→ **PROBLEM DETAILS**: Your answer must be the records below, repeated exactly, with every picture left out.

→ **INPUT FOR THIS TASK**:

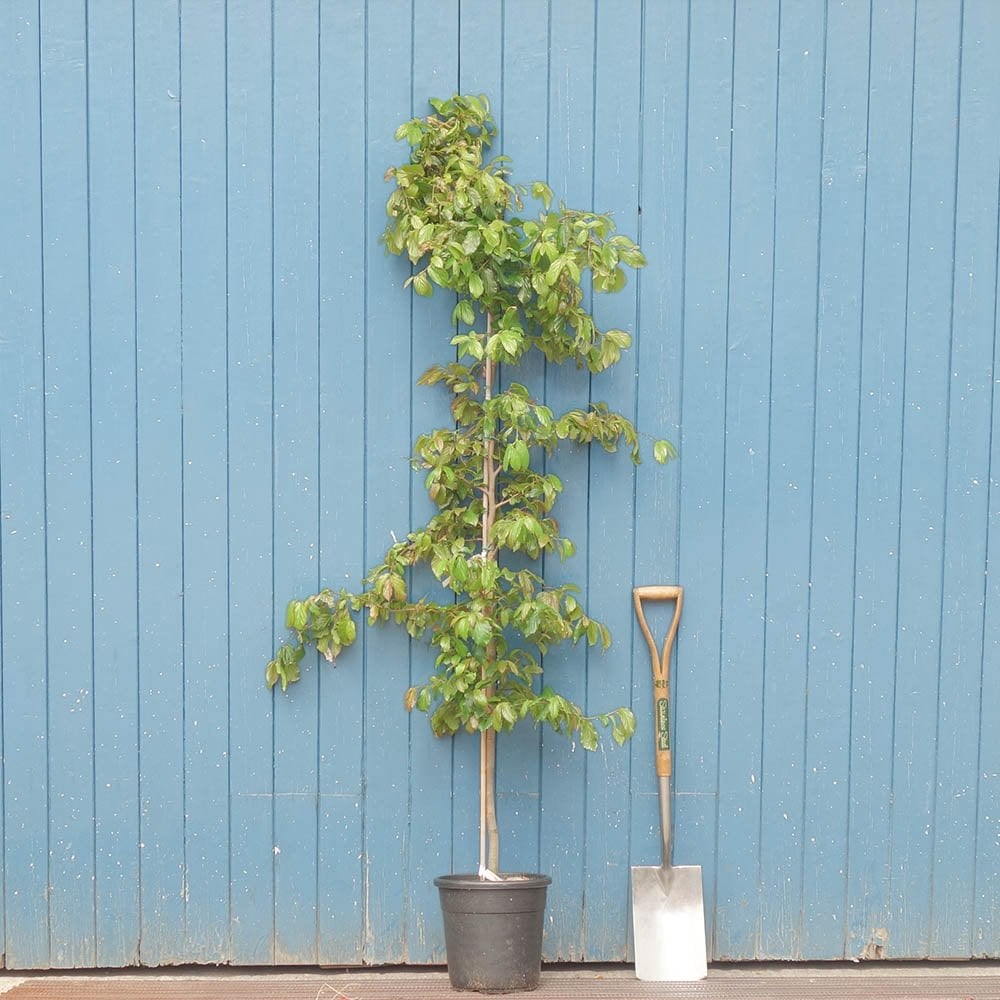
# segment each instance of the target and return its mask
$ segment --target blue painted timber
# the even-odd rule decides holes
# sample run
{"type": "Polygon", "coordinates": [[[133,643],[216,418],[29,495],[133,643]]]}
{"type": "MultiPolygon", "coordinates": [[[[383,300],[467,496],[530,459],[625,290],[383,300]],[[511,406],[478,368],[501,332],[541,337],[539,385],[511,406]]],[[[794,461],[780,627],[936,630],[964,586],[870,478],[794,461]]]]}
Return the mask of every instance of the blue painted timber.
{"type": "Polygon", "coordinates": [[[998,45],[994,0],[0,5],[5,966],[443,960],[478,760],[403,711],[431,655],[263,666],[288,598],[431,509],[451,304],[378,236],[395,127],[459,89],[649,259],[593,298],[617,370],[517,377],[681,453],[550,463],[546,568],[615,641],[549,679],[639,731],[501,740],[546,957],[627,960],[658,857],[636,583],[685,587],[711,955],[1000,957],[998,45]]]}

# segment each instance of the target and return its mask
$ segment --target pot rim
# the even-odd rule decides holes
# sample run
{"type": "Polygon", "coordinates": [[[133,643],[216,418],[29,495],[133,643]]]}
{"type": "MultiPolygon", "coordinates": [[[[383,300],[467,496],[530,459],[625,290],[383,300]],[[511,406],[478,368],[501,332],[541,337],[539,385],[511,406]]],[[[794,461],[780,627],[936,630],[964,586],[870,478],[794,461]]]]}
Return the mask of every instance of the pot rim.
{"type": "Polygon", "coordinates": [[[470,889],[489,892],[498,890],[509,892],[511,889],[539,889],[552,884],[550,875],[534,872],[503,872],[499,881],[491,882],[480,878],[474,872],[461,872],[452,875],[439,875],[434,879],[439,889],[470,889]]]}

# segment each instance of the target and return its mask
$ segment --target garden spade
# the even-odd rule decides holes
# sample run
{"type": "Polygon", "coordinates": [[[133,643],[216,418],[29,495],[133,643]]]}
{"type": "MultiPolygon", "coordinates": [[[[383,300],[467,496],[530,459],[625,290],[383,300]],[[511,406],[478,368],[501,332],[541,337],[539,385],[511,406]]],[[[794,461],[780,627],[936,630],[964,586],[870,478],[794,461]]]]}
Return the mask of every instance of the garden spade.
{"type": "Polygon", "coordinates": [[[653,719],[656,776],[660,793],[659,867],[632,867],[632,928],[635,974],[651,982],[694,982],[708,975],[705,950],[705,907],[701,865],[671,864],[673,828],[670,818],[670,650],[681,620],[682,587],[636,587],[632,602],[653,661],[653,719]],[[663,650],[656,648],[642,602],[674,601],[663,650]]]}

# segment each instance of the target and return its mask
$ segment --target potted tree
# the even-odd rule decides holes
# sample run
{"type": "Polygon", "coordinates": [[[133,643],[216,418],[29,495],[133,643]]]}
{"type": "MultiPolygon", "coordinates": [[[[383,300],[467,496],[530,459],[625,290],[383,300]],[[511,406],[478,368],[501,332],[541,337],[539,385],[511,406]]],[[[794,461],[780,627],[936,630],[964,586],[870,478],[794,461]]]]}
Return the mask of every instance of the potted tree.
{"type": "MultiPolygon", "coordinates": [[[[543,554],[573,554],[552,516],[563,484],[545,471],[544,457],[563,442],[608,451],[624,444],[635,462],[640,454],[633,424],[603,403],[556,414],[513,376],[531,351],[583,372],[614,365],[629,335],[598,329],[584,283],[617,291],[624,268],[645,261],[607,215],[554,209],[543,183],[530,189],[541,210],[518,214],[527,190],[510,182],[504,157],[484,158],[496,133],[485,97],[430,104],[433,114],[397,130],[411,153],[386,175],[395,189],[383,240],[389,252],[409,257],[406,285],[417,295],[437,286],[456,296],[451,357],[419,380],[448,391],[454,417],[453,426],[431,430],[414,446],[413,464],[426,471],[437,511],[389,548],[359,590],[327,589],[289,603],[294,639],[268,664],[267,683],[284,689],[297,680],[309,645],[335,660],[356,637],[358,612],[370,624],[394,623],[429,640],[436,668],[406,691],[406,708],[427,712],[436,735],[478,733],[481,748],[479,869],[436,880],[449,976],[460,989],[533,989],[550,879],[499,873],[497,735],[529,719],[592,750],[599,725],[619,744],[635,728],[627,707],[588,716],[541,680],[542,657],[553,645],[607,648],[611,640],[577,588],[551,586],[541,575],[543,554]],[[418,565],[432,571],[436,594],[411,595],[410,571],[418,565]]],[[[665,441],[653,451],[661,462],[673,455],[665,441]]]]}

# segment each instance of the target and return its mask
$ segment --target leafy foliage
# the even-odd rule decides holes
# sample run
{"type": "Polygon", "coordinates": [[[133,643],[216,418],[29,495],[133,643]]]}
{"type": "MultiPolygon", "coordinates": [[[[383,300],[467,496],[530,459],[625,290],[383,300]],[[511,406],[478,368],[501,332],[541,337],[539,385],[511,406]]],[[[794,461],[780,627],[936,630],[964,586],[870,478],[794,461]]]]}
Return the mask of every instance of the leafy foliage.
{"type": "MultiPolygon", "coordinates": [[[[295,641],[268,664],[267,682],[286,688],[297,680],[308,644],[334,661],[354,641],[353,615],[362,613],[371,624],[401,625],[437,650],[433,675],[405,695],[408,709],[430,714],[436,734],[505,732],[532,719],[587,749],[598,745],[598,725],[622,743],[635,728],[628,708],[588,717],[536,681],[548,649],[566,641],[606,649],[607,628],[587,614],[575,587],[550,586],[535,569],[503,557],[573,554],[552,513],[563,484],[544,471],[545,456],[567,441],[607,451],[624,445],[638,463],[639,435],[603,403],[554,414],[526,386],[515,381],[498,391],[496,382],[499,365],[515,368],[533,350],[591,373],[617,363],[631,338],[598,328],[585,289],[618,291],[626,268],[645,259],[609,216],[553,208],[545,184],[530,192],[516,187],[504,157],[485,160],[496,134],[485,97],[430,103],[433,115],[396,133],[411,154],[386,174],[395,189],[383,240],[389,252],[409,258],[406,284],[416,294],[440,288],[457,299],[456,357],[419,380],[450,394],[454,418],[454,426],[414,446],[414,467],[425,472],[437,512],[386,552],[359,591],[291,601],[287,625],[295,641]],[[528,198],[540,208],[522,217],[528,198]],[[440,583],[436,600],[410,594],[418,565],[440,583]]],[[[674,455],[666,441],[653,452],[661,462],[674,455]]]]}

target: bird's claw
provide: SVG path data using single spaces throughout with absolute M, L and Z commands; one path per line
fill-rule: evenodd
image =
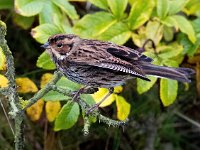
M 94 112 L 95 110 L 98 110 L 99 105 L 98 104 L 94 104 L 92 107 L 88 108 L 86 110 L 86 116 L 88 116 L 89 114 L 91 114 L 92 112 Z

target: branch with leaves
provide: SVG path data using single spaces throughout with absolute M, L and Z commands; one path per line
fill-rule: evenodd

→ **RESPONSE TO THIS TASK**:
# segment each instance of the target and return its mask
$ segment --target blue painted timber
# the even-odd rule decides holes
# sample run
{"type": "Polygon", "coordinates": [[[133,643],[216,418],[29,495],[133,643]]]}
{"type": "MultiPolygon", "coordinates": [[[[383,300],[467,496],[530,459],[625,290],[383,300]],[[511,406],[478,368],[501,332],[541,337],[539,385],[511,406]]],[[[794,461],[780,627],[936,630],[964,586],[870,478],[794,461]]]]}
Return the mask of every instance of the blue painted timber.
{"type": "Polygon", "coordinates": [[[998,45],[994,0],[0,5],[5,966],[443,960],[478,760],[403,711],[431,655],[263,666],[288,598],[431,509],[451,304],[378,236],[395,127],[459,89],[649,259],[593,298],[617,370],[517,377],[681,453],[550,463],[546,568],[615,641],[549,679],[639,731],[501,740],[546,957],[627,960],[658,857],[636,583],[685,587],[711,955],[1000,957],[998,45]]]}

# segment each instance of the target and return its mask
$ segment --target pot rim
# the even-odd rule decides holes
# sample run
{"type": "Polygon", "coordinates": [[[133,643],[216,418],[29,495],[133,643]]]}
{"type": "MultiPolygon", "coordinates": [[[[383,300],[467,496],[530,459],[625,290],[383,300]],[[511,406],[478,368],[501,332],[541,337],[539,385],[511,406]]],[[[794,461],[780,627],[936,630],[964,586],[870,478],[794,461]]]]}
Return the mask of every instance of the pot rim.
{"type": "Polygon", "coordinates": [[[470,889],[489,892],[498,890],[509,892],[511,889],[539,889],[552,884],[550,875],[534,872],[503,872],[499,881],[491,882],[480,878],[474,872],[461,872],[452,875],[439,875],[434,879],[439,889],[470,889]]]}

# segment each instance of the target and return its mask
$ segment --target garden spade
# the even-odd rule decides holes
# sample run
{"type": "Polygon", "coordinates": [[[133,643],[216,418],[29,495],[133,643]]]}
{"type": "MultiPolygon", "coordinates": [[[[383,300],[467,496],[530,459],[625,290],[383,300]],[[511,406],[478,368],[501,332],[541,337],[539,385],[511,406]]],[[[794,461],[780,627],[936,630],[964,586],[870,478],[794,461]]]]}
Return the mask of every instance of the garden spade.
{"type": "Polygon", "coordinates": [[[653,719],[656,776],[660,793],[659,867],[632,867],[632,928],[635,974],[651,982],[694,982],[708,975],[705,950],[705,907],[701,865],[671,864],[673,828],[670,818],[670,650],[681,620],[682,587],[636,587],[632,602],[653,661],[653,719]],[[663,650],[656,648],[642,602],[674,601],[663,650]]]}

# segment each instance of the target and return its mask
$ segment --target potted tree
# the even-odd rule decides holes
# sample run
{"type": "Polygon", "coordinates": [[[133,643],[216,418],[29,495],[133,643]]]}
{"type": "MultiPolygon", "coordinates": [[[[383,300],[467,496],[530,459],[625,290],[383,300]],[[511,406],[478,368],[501,332],[541,337],[539,385],[511,406]]],[[[794,461],[780,627],[936,630],[964,586],[870,478],[794,461]]]]}
Return the mask of every instance of the potted tree.
{"type": "MultiPolygon", "coordinates": [[[[543,554],[573,554],[552,516],[563,484],[545,471],[544,457],[563,442],[608,451],[624,444],[635,462],[640,454],[633,424],[603,403],[556,414],[513,376],[531,351],[583,372],[614,365],[629,335],[598,329],[584,283],[617,291],[624,268],[645,261],[607,215],[554,209],[543,183],[530,189],[541,210],[518,214],[527,190],[510,182],[504,157],[484,158],[496,133],[485,97],[430,104],[433,114],[397,130],[411,153],[386,175],[395,189],[383,240],[389,252],[409,257],[406,285],[417,295],[437,286],[456,296],[451,357],[419,380],[448,391],[454,417],[453,426],[431,430],[414,446],[413,464],[426,471],[437,511],[389,548],[359,590],[327,589],[289,603],[294,639],[268,664],[267,683],[284,689],[297,680],[309,645],[335,660],[356,637],[358,612],[370,624],[394,623],[429,640],[436,668],[406,691],[406,708],[427,712],[436,735],[478,733],[481,748],[479,869],[436,880],[449,976],[460,989],[533,989],[550,879],[499,873],[497,735],[529,719],[592,750],[599,725],[619,744],[635,728],[627,707],[588,716],[541,680],[542,657],[553,645],[607,648],[611,640],[577,588],[551,586],[541,575],[543,554]],[[418,565],[432,571],[436,594],[411,595],[410,571],[418,565]]],[[[665,441],[653,451],[661,462],[673,455],[665,441]]]]}

# segment each instance of the target and return its mask
$ segment --target leafy foliage
# the even-odd rule decides holes
# sample run
{"type": "Polygon", "coordinates": [[[133,643],[216,418],[29,495],[133,643]]]}
{"type": "MultiPolygon", "coordinates": [[[[383,300],[467,496],[530,459],[625,290],[383,300]],[[511,406],[478,368],[501,332],[541,337],[539,385],[511,406]]],[[[794,461],[780,627],[936,630],[964,586],[870,478],[794,461]]]]}
Return the mask of every instance of the leafy foliage.
{"type": "MultiPolygon", "coordinates": [[[[295,641],[268,664],[267,682],[286,688],[297,680],[308,644],[334,661],[354,641],[353,615],[362,613],[371,624],[401,625],[437,650],[433,675],[405,695],[408,709],[430,714],[436,734],[505,732],[532,719],[587,749],[598,745],[598,725],[622,743],[635,728],[628,708],[588,717],[536,681],[548,649],[566,641],[606,649],[607,628],[587,614],[575,587],[550,586],[535,569],[503,557],[573,554],[552,513],[563,484],[544,471],[545,456],[567,441],[607,451],[624,445],[638,463],[639,435],[603,403],[554,414],[526,386],[515,381],[498,391],[496,382],[499,365],[515,368],[533,350],[591,373],[617,363],[631,338],[598,328],[585,289],[618,291],[626,268],[645,259],[609,216],[553,208],[545,184],[530,192],[516,187],[504,157],[485,160],[496,134],[485,97],[430,103],[433,115],[396,133],[411,154],[386,174],[395,189],[383,240],[389,252],[409,258],[406,284],[416,294],[440,288],[457,299],[456,357],[419,380],[450,394],[454,418],[454,426],[414,446],[414,467],[425,472],[437,512],[386,552],[359,591],[291,601],[287,625],[295,641]],[[528,198],[540,208],[522,217],[528,198]],[[440,583],[436,600],[410,594],[418,565],[440,583]]],[[[674,455],[666,441],[653,452],[661,462],[674,455]]]]}

target: bird's claw
provide: SVG path data using single spaces throughout with absolute M, L and Z commands; one path per line
fill-rule: evenodd
image =
M 94 112 L 95 110 L 98 110 L 99 105 L 98 104 L 94 104 L 92 107 L 88 108 L 86 110 L 86 116 L 88 116 L 89 114 L 91 114 L 92 112 Z

target: branch with leaves
provide: SVG path data using single spaces throughout with absolute M, L and Z commands; one path per line
fill-rule: evenodd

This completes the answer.